Problem to work on:
Each record that follows must be printed exactly as given.

Records shown:
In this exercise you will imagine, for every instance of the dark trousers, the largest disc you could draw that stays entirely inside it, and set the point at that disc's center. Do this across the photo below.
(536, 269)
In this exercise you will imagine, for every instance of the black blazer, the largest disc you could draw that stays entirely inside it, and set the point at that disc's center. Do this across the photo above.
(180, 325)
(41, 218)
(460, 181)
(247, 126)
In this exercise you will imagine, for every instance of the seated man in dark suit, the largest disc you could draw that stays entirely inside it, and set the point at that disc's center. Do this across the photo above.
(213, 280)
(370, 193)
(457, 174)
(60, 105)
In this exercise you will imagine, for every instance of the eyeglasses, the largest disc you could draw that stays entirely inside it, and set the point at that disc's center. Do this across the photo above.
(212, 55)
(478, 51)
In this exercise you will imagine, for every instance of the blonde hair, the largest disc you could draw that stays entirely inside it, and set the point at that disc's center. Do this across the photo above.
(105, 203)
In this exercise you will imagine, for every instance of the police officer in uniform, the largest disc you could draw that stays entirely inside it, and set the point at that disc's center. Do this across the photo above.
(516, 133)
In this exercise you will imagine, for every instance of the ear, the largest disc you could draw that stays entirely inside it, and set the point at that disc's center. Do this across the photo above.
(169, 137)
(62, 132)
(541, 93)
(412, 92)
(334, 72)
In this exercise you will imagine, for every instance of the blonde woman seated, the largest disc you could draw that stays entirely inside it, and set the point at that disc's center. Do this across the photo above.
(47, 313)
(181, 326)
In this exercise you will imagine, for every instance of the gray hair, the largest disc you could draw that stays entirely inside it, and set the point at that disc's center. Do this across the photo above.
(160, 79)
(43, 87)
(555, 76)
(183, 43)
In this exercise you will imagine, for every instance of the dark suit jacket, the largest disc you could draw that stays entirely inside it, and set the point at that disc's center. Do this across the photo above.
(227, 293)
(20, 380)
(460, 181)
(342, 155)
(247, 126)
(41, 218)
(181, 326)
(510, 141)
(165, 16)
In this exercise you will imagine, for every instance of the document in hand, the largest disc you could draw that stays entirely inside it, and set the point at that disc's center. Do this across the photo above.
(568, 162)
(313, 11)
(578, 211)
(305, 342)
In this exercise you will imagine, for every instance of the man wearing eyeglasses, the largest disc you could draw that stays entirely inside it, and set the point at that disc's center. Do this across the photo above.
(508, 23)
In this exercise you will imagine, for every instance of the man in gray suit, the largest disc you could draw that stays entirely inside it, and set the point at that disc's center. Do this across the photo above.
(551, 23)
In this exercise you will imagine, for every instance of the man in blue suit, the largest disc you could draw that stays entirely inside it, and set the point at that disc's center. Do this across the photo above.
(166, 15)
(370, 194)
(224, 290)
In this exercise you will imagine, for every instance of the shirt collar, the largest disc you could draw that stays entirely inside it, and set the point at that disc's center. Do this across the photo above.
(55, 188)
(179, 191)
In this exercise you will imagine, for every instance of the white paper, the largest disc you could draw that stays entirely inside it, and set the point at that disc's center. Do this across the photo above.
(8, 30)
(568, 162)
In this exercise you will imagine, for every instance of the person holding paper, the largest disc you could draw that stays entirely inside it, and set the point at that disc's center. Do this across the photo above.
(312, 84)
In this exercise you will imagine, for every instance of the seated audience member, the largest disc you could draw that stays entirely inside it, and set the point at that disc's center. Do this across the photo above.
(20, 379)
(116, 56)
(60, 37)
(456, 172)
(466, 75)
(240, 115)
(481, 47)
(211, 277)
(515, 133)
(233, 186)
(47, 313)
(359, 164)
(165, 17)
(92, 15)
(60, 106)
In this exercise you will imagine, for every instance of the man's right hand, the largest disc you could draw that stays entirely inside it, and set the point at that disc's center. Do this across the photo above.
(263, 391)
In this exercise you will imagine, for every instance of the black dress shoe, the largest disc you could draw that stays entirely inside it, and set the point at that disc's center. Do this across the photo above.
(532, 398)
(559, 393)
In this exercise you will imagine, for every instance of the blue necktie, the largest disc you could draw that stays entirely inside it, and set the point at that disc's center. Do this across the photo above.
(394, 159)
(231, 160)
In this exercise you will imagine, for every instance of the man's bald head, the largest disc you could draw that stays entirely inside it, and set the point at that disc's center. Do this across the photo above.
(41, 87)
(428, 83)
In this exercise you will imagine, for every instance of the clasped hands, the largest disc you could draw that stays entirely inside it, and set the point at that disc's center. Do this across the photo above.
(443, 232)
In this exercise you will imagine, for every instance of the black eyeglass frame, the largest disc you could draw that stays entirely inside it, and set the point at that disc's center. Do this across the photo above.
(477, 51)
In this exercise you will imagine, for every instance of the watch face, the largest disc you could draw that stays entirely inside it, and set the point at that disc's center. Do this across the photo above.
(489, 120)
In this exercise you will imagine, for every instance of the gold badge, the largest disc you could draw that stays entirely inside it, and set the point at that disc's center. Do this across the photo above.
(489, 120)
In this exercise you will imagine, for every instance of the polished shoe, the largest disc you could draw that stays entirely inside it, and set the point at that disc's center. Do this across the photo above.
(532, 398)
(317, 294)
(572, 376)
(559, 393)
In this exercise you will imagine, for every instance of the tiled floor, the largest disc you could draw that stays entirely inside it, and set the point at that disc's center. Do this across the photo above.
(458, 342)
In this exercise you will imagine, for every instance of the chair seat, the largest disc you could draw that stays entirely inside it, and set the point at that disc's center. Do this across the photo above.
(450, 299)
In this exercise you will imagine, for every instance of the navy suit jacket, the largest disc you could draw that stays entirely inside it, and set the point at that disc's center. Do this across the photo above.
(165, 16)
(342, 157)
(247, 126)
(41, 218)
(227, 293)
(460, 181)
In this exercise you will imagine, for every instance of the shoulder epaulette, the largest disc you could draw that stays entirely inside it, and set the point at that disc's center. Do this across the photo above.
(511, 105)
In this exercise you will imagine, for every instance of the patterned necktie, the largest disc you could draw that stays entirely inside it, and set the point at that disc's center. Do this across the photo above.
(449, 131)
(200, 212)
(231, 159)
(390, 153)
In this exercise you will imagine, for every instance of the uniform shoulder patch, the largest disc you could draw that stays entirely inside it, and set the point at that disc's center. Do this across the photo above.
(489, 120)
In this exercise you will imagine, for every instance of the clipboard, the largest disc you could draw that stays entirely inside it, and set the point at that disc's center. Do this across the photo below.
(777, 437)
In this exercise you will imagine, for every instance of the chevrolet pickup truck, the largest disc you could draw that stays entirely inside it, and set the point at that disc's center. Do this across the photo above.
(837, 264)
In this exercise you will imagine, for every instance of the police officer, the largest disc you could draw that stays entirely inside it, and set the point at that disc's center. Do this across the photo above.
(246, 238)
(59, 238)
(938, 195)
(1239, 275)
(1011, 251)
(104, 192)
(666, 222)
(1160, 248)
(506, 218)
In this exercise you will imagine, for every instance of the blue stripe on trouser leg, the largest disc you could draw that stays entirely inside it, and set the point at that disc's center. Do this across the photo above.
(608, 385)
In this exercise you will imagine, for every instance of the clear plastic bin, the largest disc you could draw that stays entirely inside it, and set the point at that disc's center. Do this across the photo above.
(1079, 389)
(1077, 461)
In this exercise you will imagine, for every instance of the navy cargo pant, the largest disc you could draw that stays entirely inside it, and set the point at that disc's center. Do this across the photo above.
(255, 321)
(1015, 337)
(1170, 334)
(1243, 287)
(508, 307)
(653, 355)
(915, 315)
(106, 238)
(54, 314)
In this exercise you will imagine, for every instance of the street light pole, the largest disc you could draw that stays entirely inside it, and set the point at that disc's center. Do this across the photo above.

Output:
In this exercise you will imagine, for every instance of the dark trousers, the largest disc you could draw that stays entirely inside it, and set the point at that disc's center. Do this across the photo below.
(536, 269)
In this exercise you will imagine, for every instance of the black blazer, the largest disc you could draw that stays entirely inside it, and set the point at that disc's center. Do this across the photo above.
(180, 325)
(41, 218)
(460, 181)
(247, 126)
In this exercise you will imagine, for every instance of the seated man in dark suit, the largest disc you could draw that stays entirely inside it, and set the point at that disc's center. Do this across the photo above.
(213, 280)
(370, 193)
(457, 174)
(60, 105)
In this exercise you will imagine, for every instance of the eyeglasses, the largest disc you could draw that stays entirely inside it, and set the point at that disc's center. Do this across the photo above.
(212, 55)
(478, 51)
In this exercise you will imagine, for every instance of the blonde hair, the largest disc you could draw that stays entirely inside it, and set the point at that disc's center. Do this across the photo above.
(105, 203)
In this exercise you will imagine, for every instance of the police officer in uniform, the largest disc you could draw that stays entirely inside it, and set the point at that disc's center. Do this across the photo above.
(516, 133)
In this exercise you will imagine, for every instance of the ear, the largest disc you could draw that stays entirely inside it, and set the point at that disc's center. Do this across the photo above.
(169, 137)
(62, 132)
(541, 93)
(412, 92)
(334, 72)
In this exercise you will imagine, for every instance of the blonde woman seated, the largest disc you could draw that stays entirely inside it, and set the point at that disc's center. Do this across the photo above.
(47, 313)
(181, 326)
In this exercise you will imagine, for every instance of the gray hair, the largest disc you could draw that stays entirely inside it, and set the point at that disc's center. Do this across the photo above.
(160, 79)
(43, 87)
(555, 76)
(183, 43)
In this exercise you will imagine, for every instance of the dark suit jacket, the largest disc you could draw that stays entirely inside it, and set the point at that disc's center. Do this across the photo above.
(227, 293)
(20, 380)
(460, 181)
(342, 155)
(247, 126)
(41, 218)
(181, 326)
(510, 141)
(165, 16)
In this exercise you will imagine, for every instance of the document in hand, the largest disc you could draw that stays entirely inside it, and set the point at that disc's center. Do this across the photo above.
(568, 162)
(313, 11)
(578, 211)
(305, 342)
In this exercise you will imagine, for every instance of the man wearing eyeglasses, the largest disc you could draw that stays entirely inside it, and set the point at that disc's center. Do this across the photo above.
(508, 23)
In this exercise you will imagine, for every instance of the man in gray suit, the largest disc you could draw that stays entirely inside it, and set the point at that disc's center. Do this across the photo above.
(551, 23)
In this exercise you will imagine, for every instance of the man in blue suit, the largest disc you could draw that stays entirely inside it, and set the point at that disc's center. Do this across the photo above.
(166, 15)
(370, 194)
(224, 290)
In this exercise you will imagine, for every instance of the shirt collar, the largest disc you could draw that stays entirely inside it, and set the point at that disc's center. Do this across the photo above.
(55, 188)
(179, 191)
In this exercise you will imagine, for every instance of the white paper, the largest disc you could draw that stays entirely inside it, and set the point at that disc's center. Do this across the photo above.
(8, 30)
(568, 162)
In this exercise you will imagine, for every instance of the person holding paper, the largest disc you could draw that stays entirely inside it, and set the point at that disc's center. Do this across the photo above.
(312, 84)
In this exercise you will imagine, for every instance of the seated audience member, the largest disc you could draw that stays entirely inside it, and set the point at that disc's center. Do this across the photo above.
(20, 379)
(116, 56)
(60, 37)
(456, 172)
(466, 75)
(240, 115)
(481, 47)
(211, 277)
(515, 133)
(233, 186)
(47, 313)
(359, 164)
(165, 17)
(92, 15)
(60, 106)
In this exercise you will imagine, for every instance of the man's right hand, the largest disc you could draw that stays entirely inside it, and set the point at that disc's center. Do this across the photo above.
(263, 391)
In this exercise you will imagine, for every instance of the black dress shoe, the largest disc you could draw that stays entirely inside it, and set the point at that disc's center. Do this across the photo above.
(532, 398)
(559, 393)
In this exercise you will imagine, for every instance of the blue necktie, the largest disc you could draw that stays entirely inside it, and set the point at that disc's center. Do this across the photo above.
(394, 159)
(231, 160)
In this exercise you will imagine, for every instance of the man's bald head, the largest disc you could draw that stays entirely inside it, and set the point at that disc's center. Do this across the photo above.
(41, 87)
(428, 83)
In this exercise you will imagine, for every instance of the clasped hands, the largest disc you could draw that stays entirely inside it, and set the point at that disc's center. Do this across the photo above.
(443, 232)
In this exercise you will imagine, for every instance of the black eyeglass frame, the largest disc you could draw that stays entirely inside it, and set the point at that disc's center. Do this across the photo above.
(477, 51)
In this exercise you will imagine, for every instance of the watch face, the largest disc you could draw that stays entirely inside it, and set the point at that disc's center. Do this across the photo above.
(489, 120)
In this exercise you will imagine, for every instance of the gold badge, the largest disc you could draw that stays entirely inside it, and set the point at that disc's center. Do this across the photo above.
(489, 120)
In this exercise you will imagine, for every instance of the polished shoe, the largest disc you could draw that stays entirely inside it, and set the point at that disc's center. Do this across the photo above.
(532, 398)
(317, 294)
(572, 376)
(559, 393)
In this exercise you will imagine, for every instance of the tiled floor, the largest disc you could draw that stays entirely inside it, and set the point at that disc's center. Do this across the photo above.
(458, 342)
In this exercise you will imagine, for every instance of the chair seat, the largest disc you could draw that stays entirely inside it, and set the point at that disc's center. Do this across the photo above.
(450, 299)
In this exercise you will imagine, for every instance of the navy suit jacket, the largest disc you could draw that stays entirely inside it, and set the point at that disc's center. Do this across the photo above.
(165, 16)
(342, 157)
(247, 126)
(41, 218)
(227, 293)
(460, 181)
In this exercise you will imagine, for every instance of the shoulder epaulette, the largest disc you could draw that stays entirely inside it, and set the point at that disc's center. Do this across the photo above.
(511, 105)
In this exercise you will imagine, for every instance of the patterned necktie, the largest disc you could draw that stays entirely inside it, and set the point at that disc's center. Do this across the photo above.
(449, 131)
(200, 212)
(231, 159)
(390, 153)
In this exercise you will imagine, for every instance of the uniform shoulder patch, the largest disc you could draw that stays entirely inside it, and set the point at that disc's center. Do this across the photo above.
(489, 120)
In this exercise you will imagine, for every instance of the clipboard, the largest disc you could draw that stays entirely inside it, and set the point at that disc's center. Do this across the photo below.
(777, 437)
In this exercise you will imagine, for every instance of the chevrolet pickup truck, the largest disc you could draw that stays entirely inside it, and set the point at that disc's center. Do this across the photo above.
(837, 264)
In this exercise you will imagine, for every instance of the police officer, the largest disc you could draw that stays entirely inside it, and set the point at that disc's center. Do this across the photo above.
(246, 238)
(59, 238)
(938, 195)
(1239, 275)
(1011, 251)
(104, 192)
(666, 222)
(1160, 248)
(506, 218)
In this exercise you will imagine, for every instance of the blue stripe on trouser leg, the largest disc you could draw that stays entirely inside it, and set the point at that disc's center. Do this across the photo above.
(608, 385)
In this exercise you will imagine, for every instance of the clear plastic bin, the largest disc you could draw that stays entirely inside it, and set the point at that disc's center. Do this across the photo above.
(1079, 389)
(1077, 461)
In this exercise you will imagine, for every instance of the navy cargo pant, the largest disc you could draw that stays entirely inside it, and set the point at that disc's center. Do this across the photo above.
(255, 321)
(1015, 337)
(1170, 334)
(1243, 287)
(508, 307)
(653, 355)
(915, 315)
(106, 238)
(54, 314)
In this exercise you will imagine, for every instance of the street light pole, the largest disc you could draw that stays entirely inside it, and set the point at that disc's center. Do this across the photo above.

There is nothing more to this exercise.